Passage provided:
= = = =

The race to find the world's fastest man in Sydney may provide the closest finish at an Olympics.

Only 19 men have run under the magical 10-second mark. Eight of them will be trying to earn one of the eight lanes for the final of the 100 metres.

Likely starters
are the current world record-holder Maurice Greene, whose 9.79s robbed Ben Johnson of his tainted claim to fame as fastest ever, drugs or not; Olympic champion Donovan Bailey whose 9.84s record Greene broke, Bailey's 9.88s the fifth-best this year; Commonwealth Games champ Ato Boldon with 9.88s; Obadele Thompson from Barbados, PB 9.87s; Bruny Surin from Canada, second at the world champs in Seville last year and Nigerian Francis Obikwelu, third; Darren Campbell from Britain and American Tim Montgomery.

There's a slim chance of a white boy from Down Under standing out in what will otherwise be all-black field. Aussie Matt Shirvington, at 22, will easily be the youngest in this game where the power that comes with physical maturity is all-important and experience counts. He ran 10.03 at the Kuala Lumpur Commonwealth Games final and is billed as likely to be the first white man under 10 seconds (Pole Marian Worodin ran 10 flat in 1984, but no other Caucasian has bettered it). Shirvington owns the personalised plate "Sub 10," ready for his car once he's done it.

The winner will be black. And judging from past performances at the Olympics, which sprinters regard ahead of world championships, a lowering of Greene's record is likely. Jesse Owen's winning time in Berlin in 1936 was 10.3s; Carl Lewis ran 9.99 at Los Angeles; at Barcelona Linford Christie was the only runner under 10s with his 9.96; Bailey ran 9.84s at Atlanta in a field with four runners under 10s; Greene's world record is 9.79s, the same time drug-powered Ben Johnson ran in Seoul.

Greene is a good candidate for both gold and hype champ. Age 25, the Kansas City Cannonball runs in red-and-yellow spikes that stand out as they flash in the face of other competitors, his nickname "Mo" factory imprinted by sponsors. Across his chest is the slogan "Pheno-Mo-non." His number plate is "MO GOLD." Greene flunked school, judged so academically challenged that he couldn't even snake into one of those "educational scholarships" US colleges hand out. He was a movie ticket seller, burger cook, greyhound exerciser and hardware storeman before his speed elevated him to fulltime track work. "That just made me a stronger person," he says.

Ernest, one of Maurice's three brothers, took him to the track. Ernest has run 10.24s.

= = = =

What you need to do:
1) Using the article on the Sydney Olympic 100 metres, answer these:
(a) How many men have run under 10 seconds?
(b) What does Matt Shirvington's personalised plate read?
(c) What time did Linford Christie run at Barcelona?
2) Pick up the article on the Sydney Olympic 100 metres after its final sentence and carry it on.

= = = =

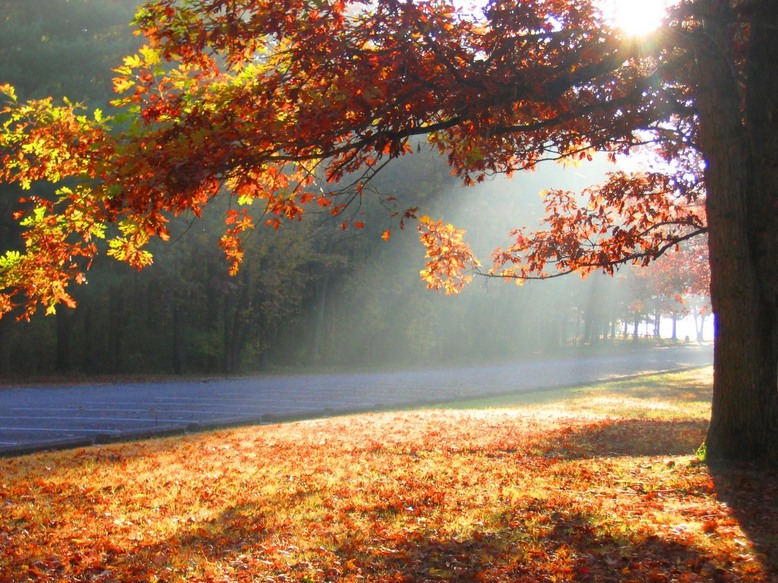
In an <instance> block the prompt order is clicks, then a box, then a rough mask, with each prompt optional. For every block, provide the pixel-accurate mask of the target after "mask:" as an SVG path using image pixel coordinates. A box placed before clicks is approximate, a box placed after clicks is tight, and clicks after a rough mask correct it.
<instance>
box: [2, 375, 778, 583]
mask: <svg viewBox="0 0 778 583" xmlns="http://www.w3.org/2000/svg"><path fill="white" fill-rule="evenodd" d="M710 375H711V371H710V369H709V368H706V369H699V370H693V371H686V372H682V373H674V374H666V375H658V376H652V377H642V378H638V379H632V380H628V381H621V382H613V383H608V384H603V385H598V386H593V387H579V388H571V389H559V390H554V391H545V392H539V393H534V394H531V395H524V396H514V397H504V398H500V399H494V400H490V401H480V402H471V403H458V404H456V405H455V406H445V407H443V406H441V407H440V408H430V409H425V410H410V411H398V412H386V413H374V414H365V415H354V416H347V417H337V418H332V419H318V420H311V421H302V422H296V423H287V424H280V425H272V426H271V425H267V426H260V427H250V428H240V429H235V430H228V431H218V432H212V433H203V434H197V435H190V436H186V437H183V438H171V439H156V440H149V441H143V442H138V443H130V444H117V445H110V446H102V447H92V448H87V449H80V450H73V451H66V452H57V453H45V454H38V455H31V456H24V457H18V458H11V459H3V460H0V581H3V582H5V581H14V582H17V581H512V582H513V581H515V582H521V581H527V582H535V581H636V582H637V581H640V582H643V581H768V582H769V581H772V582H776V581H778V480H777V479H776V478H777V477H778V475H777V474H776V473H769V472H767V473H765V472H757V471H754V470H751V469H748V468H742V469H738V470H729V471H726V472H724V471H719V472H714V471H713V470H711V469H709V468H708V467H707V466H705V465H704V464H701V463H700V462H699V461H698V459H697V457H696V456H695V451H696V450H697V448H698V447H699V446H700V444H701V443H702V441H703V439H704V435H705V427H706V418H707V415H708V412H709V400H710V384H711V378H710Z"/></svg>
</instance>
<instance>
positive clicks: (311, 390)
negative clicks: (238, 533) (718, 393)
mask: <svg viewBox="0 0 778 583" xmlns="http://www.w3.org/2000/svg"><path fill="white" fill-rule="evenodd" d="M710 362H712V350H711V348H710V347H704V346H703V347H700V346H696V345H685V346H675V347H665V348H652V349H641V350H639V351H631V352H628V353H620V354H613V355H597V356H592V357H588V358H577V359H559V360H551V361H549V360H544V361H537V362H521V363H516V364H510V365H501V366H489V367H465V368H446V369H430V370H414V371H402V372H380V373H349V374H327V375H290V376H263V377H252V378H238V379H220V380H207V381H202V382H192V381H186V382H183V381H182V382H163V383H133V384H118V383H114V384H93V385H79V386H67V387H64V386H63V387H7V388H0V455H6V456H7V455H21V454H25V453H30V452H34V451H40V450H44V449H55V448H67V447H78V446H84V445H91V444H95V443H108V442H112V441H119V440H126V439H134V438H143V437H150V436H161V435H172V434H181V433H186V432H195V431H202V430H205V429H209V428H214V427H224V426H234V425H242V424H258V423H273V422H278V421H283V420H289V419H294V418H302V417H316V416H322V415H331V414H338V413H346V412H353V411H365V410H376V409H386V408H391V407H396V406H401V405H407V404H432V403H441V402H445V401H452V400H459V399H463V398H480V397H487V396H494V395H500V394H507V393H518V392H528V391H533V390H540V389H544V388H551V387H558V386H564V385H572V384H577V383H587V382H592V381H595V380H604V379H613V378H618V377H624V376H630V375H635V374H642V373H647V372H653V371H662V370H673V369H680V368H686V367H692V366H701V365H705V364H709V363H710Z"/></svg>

= = = =

Response list:
1)
(a) 19
(b) "Sub 10"
(c) 9.96s

2)
Now Greene gets $100,000 appearance money, a retainer and a speed bonus for winning and breaking records from sponsor Nike. "The job ads were flushed," he said, after he won the US champs at Indianapolis in 1997 in 9.96s. He joined then-fastest female Inge Miller and Trinidadian Ato Boldon under coach John Smith, a 1972 Olympic 400m runner, at his team Hudson Speed International.

Work in the Granada Hills, north Los Angeles, starts with Greene routinely telling everyone, "Thank God we're not behind a desk, we're out here doing what we love."

He has run under the magical 10s 24 times in his career, won the 100/200m double at the Seville world champs last year and also won gold in the 4 x 100m relay team to be the first athlete to take three golds in one world champs.

It is one of those curious sporting coincidences that Greene's world record equals Ben Johnson's Seoul run. "He got penalised for it, so as far as I'm concerned there is no Ben Johnson," Greene said. "I ran it, I'm clean, and if you really want to compare times, he ran with a tailwind of 1.3 metres per second and mine was 0.3m/s."

Greene smiles, win or lose. Fans reckon that's amiable confidence; competitors reckon it's arrogant in-your-face self-satisfaction.

The brash Ato Boldon could be a good bet for the slagging double. "Maurice has never beaten me over 200m," Boldon said, "and I don't think he ever will."

Though he won't say the same of the 100m, he talks of having a 747 named after him as countryman Hasley Crawford did when he was world's fastest man after the 1976 Montreal games. Boldon runs with a lightning flash across his chest.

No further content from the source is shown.